Text provided:
So The Mule is great. My wife stayed up to watch it with me well past her bedtime last night and that’s always the mark of whether or not a film is good. If she’ll forgo sleep to keep watching, it’s a winner.
That makes me so happy. We did some test screenings, let me be clear on this, we didn’t do them to see what we needed to change: “What should we do? Where should we have them go to?” We did them because we couldn’t be sure if people wouldn’t just walk out of the cinema because there’s poo in the film. Honestly, we had no idea how it would go.
During THAT scene, the one where you’re forced to swallow shit covered condoms, I mean we obviously watch a lot of horror movies, and that moment gave me the willies more than just about any horror movie I’ve seen this year. It’s intense and yet it is all for nothing because the officers were hip to his plan.
You just gave me a tingle because it is horrific. It really is. It’s not meant focus on what comes out of your backside. We’re doing it to make you think about what would you do-we all have to go to the bathroom and we all have to move our bowels. The thing is, I think everybody would fundamentally if the decision was going to jail for years or just swallow that, I think if you were at that point you would do it. At the very least you would seriously contemplate it.
Right. If you already have that much invested in it, why would you not give it a go? One of the fascinating things about the film is you have this very blue color story unfolding while the hole country is captivated by the America’s Cup boating race. You have these very down on their luck families beholden to a low rent mob and the one percent of the one percenters taking all the headlines. Was that a conscious theme in the writing process or just something used to convey the setting?

Given information:
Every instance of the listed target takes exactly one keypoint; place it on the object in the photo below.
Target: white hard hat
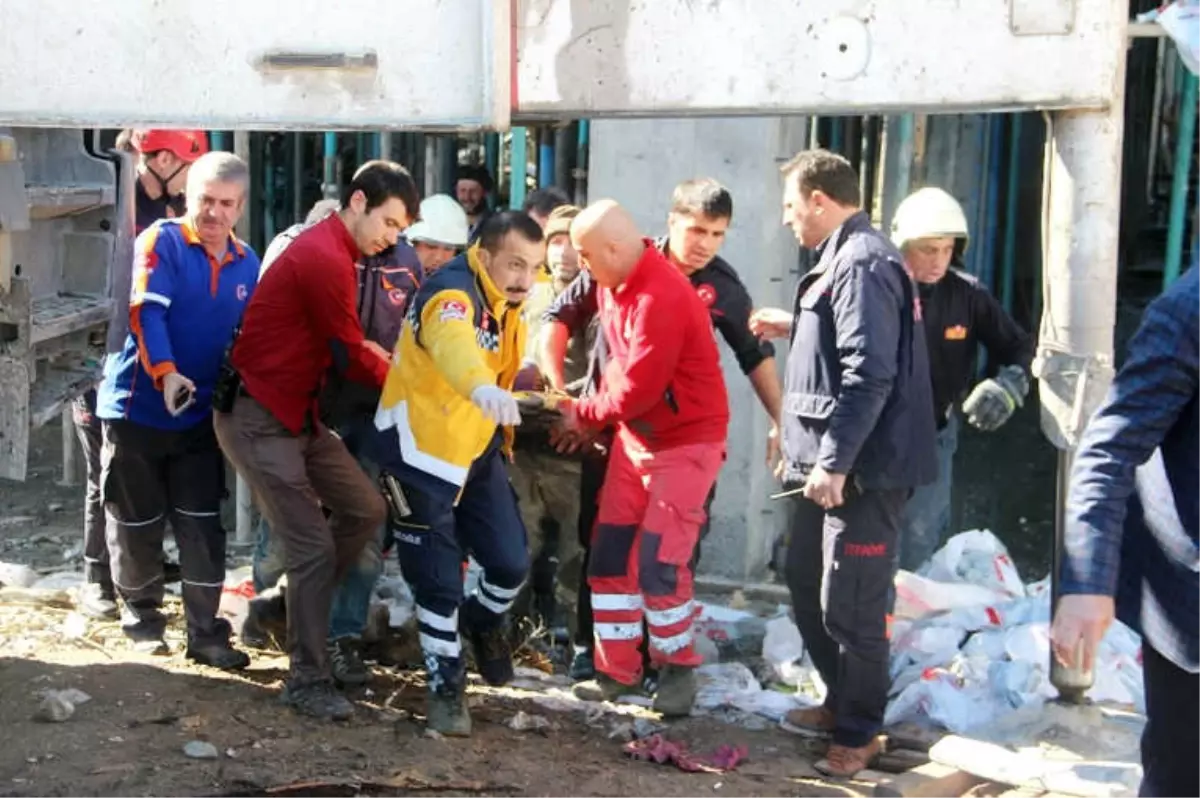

Description of the task:
Output the stretch of the interview about The Mule from "During THAT scene, the" through "to his plan.", word for word. Rely solely on the interview about The Mule.

Exercise answer:
During THAT scene, the one where you’re forced to swallow shit covered condoms, I mean we obviously watch a lot of horror movies, and that moment gave me the willies more than just about any horror movie I’ve seen this year. It’s intense and yet it is all for nothing because the officers were hip to his plan.